SOURCE DATA:
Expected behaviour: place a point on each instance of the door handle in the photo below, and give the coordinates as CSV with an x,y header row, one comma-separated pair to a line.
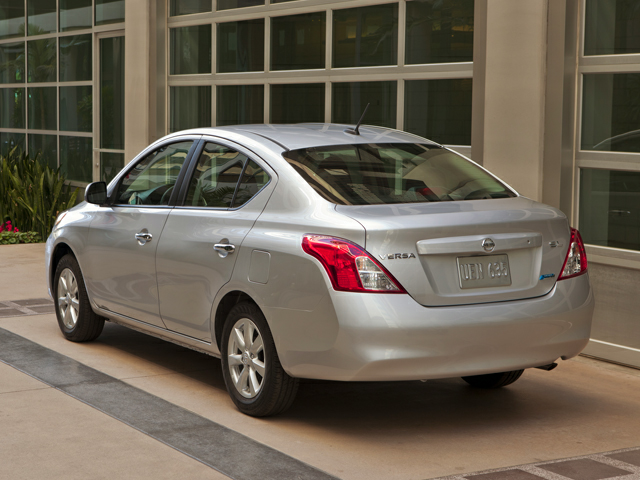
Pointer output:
x,y
224,249
143,237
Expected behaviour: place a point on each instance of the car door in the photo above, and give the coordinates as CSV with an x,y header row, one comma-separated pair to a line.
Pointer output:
x,y
123,236
227,190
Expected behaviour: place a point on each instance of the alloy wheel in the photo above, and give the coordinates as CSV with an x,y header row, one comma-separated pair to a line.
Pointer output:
x,y
246,358
68,298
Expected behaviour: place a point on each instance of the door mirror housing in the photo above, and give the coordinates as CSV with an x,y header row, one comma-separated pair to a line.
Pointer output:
x,y
96,193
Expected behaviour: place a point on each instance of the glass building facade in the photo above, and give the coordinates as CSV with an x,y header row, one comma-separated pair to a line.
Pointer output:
x,y
50,52
324,62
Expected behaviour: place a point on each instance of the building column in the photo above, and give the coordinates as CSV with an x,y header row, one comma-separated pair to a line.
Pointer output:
x,y
144,51
510,91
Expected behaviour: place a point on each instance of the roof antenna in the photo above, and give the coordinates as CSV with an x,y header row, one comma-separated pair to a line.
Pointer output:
x,y
356,131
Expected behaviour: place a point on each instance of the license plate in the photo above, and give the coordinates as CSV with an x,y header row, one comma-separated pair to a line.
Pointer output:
x,y
484,271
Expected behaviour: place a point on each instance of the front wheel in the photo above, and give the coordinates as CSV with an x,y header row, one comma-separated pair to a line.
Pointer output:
x,y
255,379
493,380
77,321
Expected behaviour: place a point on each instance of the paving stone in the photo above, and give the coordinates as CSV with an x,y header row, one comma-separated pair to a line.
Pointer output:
x,y
584,469
33,301
515,474
632,457
43,309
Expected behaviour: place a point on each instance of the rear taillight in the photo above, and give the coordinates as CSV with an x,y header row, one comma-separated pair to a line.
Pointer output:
x,y
350,267
575,262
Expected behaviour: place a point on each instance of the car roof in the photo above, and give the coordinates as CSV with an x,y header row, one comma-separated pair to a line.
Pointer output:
x,y
307,135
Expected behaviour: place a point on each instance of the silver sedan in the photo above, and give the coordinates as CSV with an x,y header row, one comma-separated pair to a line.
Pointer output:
x,y
326,252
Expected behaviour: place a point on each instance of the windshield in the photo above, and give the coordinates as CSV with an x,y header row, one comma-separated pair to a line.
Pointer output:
x,y
374,174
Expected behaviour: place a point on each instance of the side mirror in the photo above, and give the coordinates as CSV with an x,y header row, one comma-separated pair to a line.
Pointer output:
x,y
96,193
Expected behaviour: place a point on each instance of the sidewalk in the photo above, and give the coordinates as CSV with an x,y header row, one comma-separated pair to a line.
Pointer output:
x,y
404,430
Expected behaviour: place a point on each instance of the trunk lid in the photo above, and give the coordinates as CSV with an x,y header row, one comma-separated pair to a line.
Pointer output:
x,y
476,251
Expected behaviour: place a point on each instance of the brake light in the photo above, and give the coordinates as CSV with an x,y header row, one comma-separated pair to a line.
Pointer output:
x,y
350,267
575,263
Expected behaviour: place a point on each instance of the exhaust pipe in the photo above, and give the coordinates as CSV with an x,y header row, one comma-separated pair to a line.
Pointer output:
x,y
549,367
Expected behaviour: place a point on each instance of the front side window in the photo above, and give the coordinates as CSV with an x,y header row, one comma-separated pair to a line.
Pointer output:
x,y
152,180
378,174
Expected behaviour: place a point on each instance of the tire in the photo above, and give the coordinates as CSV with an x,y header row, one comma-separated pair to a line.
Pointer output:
x,y
77,321
493,380
255,379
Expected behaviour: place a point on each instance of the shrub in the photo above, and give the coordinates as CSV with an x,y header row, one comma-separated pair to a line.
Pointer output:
x,y
8,238
32,194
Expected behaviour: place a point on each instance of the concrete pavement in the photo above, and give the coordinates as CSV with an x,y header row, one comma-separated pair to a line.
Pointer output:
x,y
407,430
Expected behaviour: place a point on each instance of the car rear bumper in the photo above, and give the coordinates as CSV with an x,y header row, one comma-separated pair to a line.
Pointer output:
x,y
392,337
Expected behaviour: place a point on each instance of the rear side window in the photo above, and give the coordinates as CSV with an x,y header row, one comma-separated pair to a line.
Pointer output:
x,y
253,179
224,178
376,174
216,176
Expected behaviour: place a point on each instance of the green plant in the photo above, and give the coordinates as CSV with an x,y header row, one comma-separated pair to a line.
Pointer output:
x,y
8,238
32,194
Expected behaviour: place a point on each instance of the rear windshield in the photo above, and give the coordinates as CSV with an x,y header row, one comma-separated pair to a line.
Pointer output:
x,y
374,174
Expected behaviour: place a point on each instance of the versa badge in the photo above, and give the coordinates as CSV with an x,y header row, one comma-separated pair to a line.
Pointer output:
x,y
397,256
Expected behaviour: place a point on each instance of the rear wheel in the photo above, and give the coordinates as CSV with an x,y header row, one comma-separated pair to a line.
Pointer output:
x,y
254,377
77,321
493,380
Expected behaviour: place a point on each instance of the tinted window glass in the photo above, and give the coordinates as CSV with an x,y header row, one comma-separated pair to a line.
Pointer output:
x,y
297,103
190,107
253,179
439,32
76,109
227,4
610,106
151,181
190,50
42,108
189,7
41,65
9,141
75,58
12,62
44,148
439,110
109,11
75,14
240,104
216,176
11,107
41,16
373,174
297,41
12,19
365,36
76,154
610,208
350,100
241,46
112,93
611,27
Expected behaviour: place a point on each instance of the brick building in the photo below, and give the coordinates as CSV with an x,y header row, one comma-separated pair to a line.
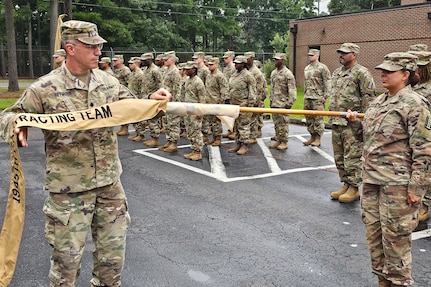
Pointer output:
x,y
377,32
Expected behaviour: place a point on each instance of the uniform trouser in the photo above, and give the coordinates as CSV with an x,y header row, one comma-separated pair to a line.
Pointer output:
x,y
281,126
154,125
173,130
241,128
69,217
389,222
347,145
194,132
315,124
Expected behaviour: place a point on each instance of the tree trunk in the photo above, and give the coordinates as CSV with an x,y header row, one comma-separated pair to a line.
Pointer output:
x,y
11,47
53,26
30,49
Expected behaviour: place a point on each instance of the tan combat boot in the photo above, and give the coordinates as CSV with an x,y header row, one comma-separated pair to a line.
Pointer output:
x,y
423,213
336,194
316,141
217,142
243,150
196,155
274,145
235,148
351,195
123,131
282,146
168,143
152,142
383,282
173,147
312,138
231,136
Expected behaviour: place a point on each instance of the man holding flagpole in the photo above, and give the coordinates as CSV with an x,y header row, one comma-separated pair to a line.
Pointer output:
x,y
83,168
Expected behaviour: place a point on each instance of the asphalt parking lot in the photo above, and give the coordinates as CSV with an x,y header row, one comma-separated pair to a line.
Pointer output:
x,y
263,219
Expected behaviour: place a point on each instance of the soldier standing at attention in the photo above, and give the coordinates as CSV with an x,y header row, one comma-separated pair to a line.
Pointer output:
x,y
283,95
261,89
105,65
317,86
171,81
83,178
122,73
136,86
396,169
152,82
352,89
242,92
217,92
194,92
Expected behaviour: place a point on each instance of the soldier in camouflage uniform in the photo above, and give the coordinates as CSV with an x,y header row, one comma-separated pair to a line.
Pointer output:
x,y
217,92
171,81
261,89
242,92
228,71
283,95
152,82
82,167
396,169
122,73
194,92
423,88
105,65
136,86
352,89
317,86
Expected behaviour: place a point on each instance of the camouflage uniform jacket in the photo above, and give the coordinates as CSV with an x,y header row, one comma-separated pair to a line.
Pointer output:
x,y
122,74
242,89
283,88
216,87
194,90
353,89
152,79
397,141
261,87
203,73
76,161
424,90
228,71
136,83
317,81
171,81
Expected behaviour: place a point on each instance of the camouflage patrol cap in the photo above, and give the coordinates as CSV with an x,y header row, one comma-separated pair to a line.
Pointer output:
x,y
213,61
85,32
147,56
349,48
240,59
424,57
228,54
313,52
418,47
59,52
117,57
249,55
134,60
398,61
279,56
198,55
168,55
105,60
190,65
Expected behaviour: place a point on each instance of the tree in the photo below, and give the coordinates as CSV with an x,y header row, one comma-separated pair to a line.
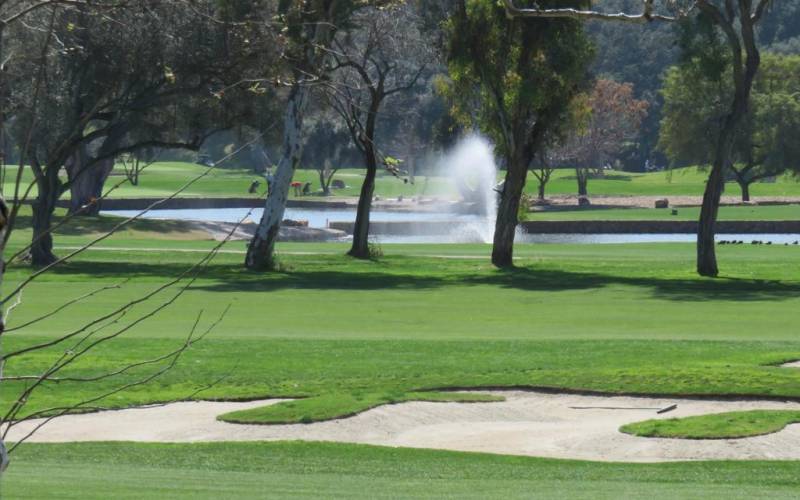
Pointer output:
x,y
542,169
736,21
514,79
604,121
112,88
373,63
695,106
328,151
307,29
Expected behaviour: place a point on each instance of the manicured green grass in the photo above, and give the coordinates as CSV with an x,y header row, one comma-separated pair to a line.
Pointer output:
x,y
749,213
688,181
315,470
331,406
616,318
731,425
164,178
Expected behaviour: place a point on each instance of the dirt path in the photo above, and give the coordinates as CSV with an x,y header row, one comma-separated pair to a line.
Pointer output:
x,y
527,423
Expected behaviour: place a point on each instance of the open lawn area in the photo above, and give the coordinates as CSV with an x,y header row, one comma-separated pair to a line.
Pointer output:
x,y
347,335
262,470
164,178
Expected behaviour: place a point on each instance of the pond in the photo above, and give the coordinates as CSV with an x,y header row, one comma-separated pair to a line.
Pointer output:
x,y
464,228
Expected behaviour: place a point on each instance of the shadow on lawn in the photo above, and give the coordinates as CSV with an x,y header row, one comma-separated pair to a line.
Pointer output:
x,y
80,226
232,278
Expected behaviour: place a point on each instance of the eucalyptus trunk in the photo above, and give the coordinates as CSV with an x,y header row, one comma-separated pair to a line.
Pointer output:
x,y
86,183
261,252
360,247
745,185
508,212
43,207
583,182
746,61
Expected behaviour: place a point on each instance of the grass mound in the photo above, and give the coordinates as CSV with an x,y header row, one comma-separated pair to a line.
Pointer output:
x,y
332,406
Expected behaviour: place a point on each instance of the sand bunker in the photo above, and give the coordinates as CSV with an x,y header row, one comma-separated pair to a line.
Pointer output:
x,y
527,423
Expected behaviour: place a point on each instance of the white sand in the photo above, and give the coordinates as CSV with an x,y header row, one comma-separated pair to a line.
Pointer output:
x,y
527,423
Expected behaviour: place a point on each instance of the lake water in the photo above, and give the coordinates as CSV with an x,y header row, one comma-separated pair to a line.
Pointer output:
x,y
466,228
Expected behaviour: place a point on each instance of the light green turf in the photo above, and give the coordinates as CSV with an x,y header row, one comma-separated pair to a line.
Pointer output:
x,y
315,470
340,405
164,178
616,318
748,213
730,425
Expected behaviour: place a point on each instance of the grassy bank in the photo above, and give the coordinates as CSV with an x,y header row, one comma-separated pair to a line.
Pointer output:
x,y
164,178
310,470
617,319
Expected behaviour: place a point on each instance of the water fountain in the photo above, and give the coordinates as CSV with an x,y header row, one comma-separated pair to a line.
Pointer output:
x,y
471,168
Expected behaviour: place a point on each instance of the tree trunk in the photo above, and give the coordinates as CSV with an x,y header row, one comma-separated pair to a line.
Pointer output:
x,y
508,213
324,183
360,247
583,182
745,185
260,253
86,183
49,186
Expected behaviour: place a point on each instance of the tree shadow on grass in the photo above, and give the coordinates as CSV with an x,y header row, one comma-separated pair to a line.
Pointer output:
x,y
81,226
232,278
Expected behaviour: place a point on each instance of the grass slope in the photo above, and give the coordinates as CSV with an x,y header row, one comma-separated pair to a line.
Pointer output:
x,y
164,178
315,470
731,425
618,318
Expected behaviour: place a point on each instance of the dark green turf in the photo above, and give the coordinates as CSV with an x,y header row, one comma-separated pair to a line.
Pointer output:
x,y
298,470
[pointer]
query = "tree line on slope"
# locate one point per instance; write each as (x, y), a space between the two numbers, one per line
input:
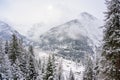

TASK REQUIREMENTS: For the word "shadow", go through the records and show each line that carries it.

EXERCISE OUTPUT:
Expected behaviour: place a point on each instance of the shadow on lawn in the photo above, and give the coordinates as CSV with an x,y header row, one comma-separated pair to a line.
Expected behaviour: place a point on each instance of the tree shadow on grass in the photo above, and give the coordinates as CSV with an x,y header row, one comma-separated pair to a line.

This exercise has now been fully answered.